> **Work to complete**
Quote every line below exactly as it reads.

> **Data listing**
:::

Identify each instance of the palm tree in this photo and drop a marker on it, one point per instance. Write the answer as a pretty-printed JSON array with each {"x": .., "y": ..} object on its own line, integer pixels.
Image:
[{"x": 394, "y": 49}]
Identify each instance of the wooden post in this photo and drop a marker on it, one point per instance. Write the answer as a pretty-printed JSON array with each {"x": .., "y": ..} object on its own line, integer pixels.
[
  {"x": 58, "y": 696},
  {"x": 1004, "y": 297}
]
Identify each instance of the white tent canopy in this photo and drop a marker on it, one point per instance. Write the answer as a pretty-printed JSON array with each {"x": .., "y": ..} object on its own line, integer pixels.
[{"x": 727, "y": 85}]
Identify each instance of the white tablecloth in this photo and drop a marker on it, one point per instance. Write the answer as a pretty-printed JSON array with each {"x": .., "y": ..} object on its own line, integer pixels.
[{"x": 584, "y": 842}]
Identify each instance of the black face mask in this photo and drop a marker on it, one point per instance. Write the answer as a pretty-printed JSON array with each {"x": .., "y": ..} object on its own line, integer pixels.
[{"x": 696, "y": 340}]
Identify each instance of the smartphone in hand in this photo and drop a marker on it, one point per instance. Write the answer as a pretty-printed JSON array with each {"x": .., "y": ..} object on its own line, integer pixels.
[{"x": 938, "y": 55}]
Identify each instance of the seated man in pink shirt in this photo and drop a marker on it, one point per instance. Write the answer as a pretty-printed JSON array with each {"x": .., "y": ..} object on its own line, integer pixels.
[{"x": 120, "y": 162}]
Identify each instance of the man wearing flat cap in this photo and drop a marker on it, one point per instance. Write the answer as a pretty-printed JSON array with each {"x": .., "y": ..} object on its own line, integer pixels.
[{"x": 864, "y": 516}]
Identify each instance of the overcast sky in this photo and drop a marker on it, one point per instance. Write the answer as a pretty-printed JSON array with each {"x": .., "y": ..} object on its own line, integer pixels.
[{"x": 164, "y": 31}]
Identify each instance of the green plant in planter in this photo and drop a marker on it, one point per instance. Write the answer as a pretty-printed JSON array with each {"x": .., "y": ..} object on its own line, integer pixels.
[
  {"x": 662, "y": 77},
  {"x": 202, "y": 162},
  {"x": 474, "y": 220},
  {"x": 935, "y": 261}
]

:::

> **Response for this exercise**
Identify each instance of the palm tree in this photo and drop a marker on it, one point per instance. Write the answer as a pretty-printed JSON array with each {"x": .., "y": ..} object on its own line, integer pixels.
Image:
[{"x": 394, "y": 49}]
Identify each instance of the wooden post in this photo and drop a marker on it, one point per instance. Write the answer as a pretty-printed JSON array with each {"x": .., "y": ..} object on its own line, integer pixels.
[
  {"x": 58, "y": 696},
  {"x": 1004, "y": 297}
]
Identify each instance of the white tent canopy in this photo and drop a marker on it, one point per instance. Write the answer as a pretty-printed JSON array with each {"x": .., "y": ..} object on its own line, integer pixels.
[{"x": 727, "y": 85}]
Identify each instance of the white tablecloth in this photo and drop a marker on it, one point per instance. Write the answer as a pretty-printed JSON array with each {"x": .., "y": ..} object on its own line, integer pixels.
[{"x": 584, "y": 842}]
Identify each instance of the black face mask in this photo and drop a marker on it, one point per instance. Write the answer as a pretty-printed JSON array with each {"x": .., "y": ..} object on its own line, integer pixels.
[{"x": 696, "y": 340}]
Identify each instance of the smartphone in hand in this photo and drop a marker on it, one point per instance. Write the answer as a pretty-printed JSON array with each {"x": .., "y": ..} object on its own line, integer pixels.
[{"x": 938, "y": 55}]
Identify each instance of the seated man in pink shirt in this photo and drop a marker on it, one point per instance. Write the answer as a pretty-printed JSON array with each {"x": .., "y": ..} object on its own line, integer pixels.
[{"x": 120, "y": 162}]
Identify each instance of the man wearing flat cap in this photo and drop a marker on it, one point per instance. Write the answer as a pretty-printed JSON array with each {"x": .., "y": ..} object on its own line, integer pixels.
[{"x": 864, "y": 516}]
Identify each instance of the overcast sky in this photo and drop a marker on it, one point per instance. Write the answer as a pretty-printed JSON array with each {"x": .., "y": ..} object on its own line, integer pixels.
[{"x": 164, "y": 31}]
Identify each instance of the green plant in planter in this photo and drop a marker on it, one point per instance. Write the answer as a pretty-printed JSON array with each {"x": .., "y": ..} object on its own line, integer pixels.
[
  {"x": 662, "y": 77},
  {"x": 202, "y": 162},
  {"x": 474, "y": 220},
  {"x": 935, "y": 261}
]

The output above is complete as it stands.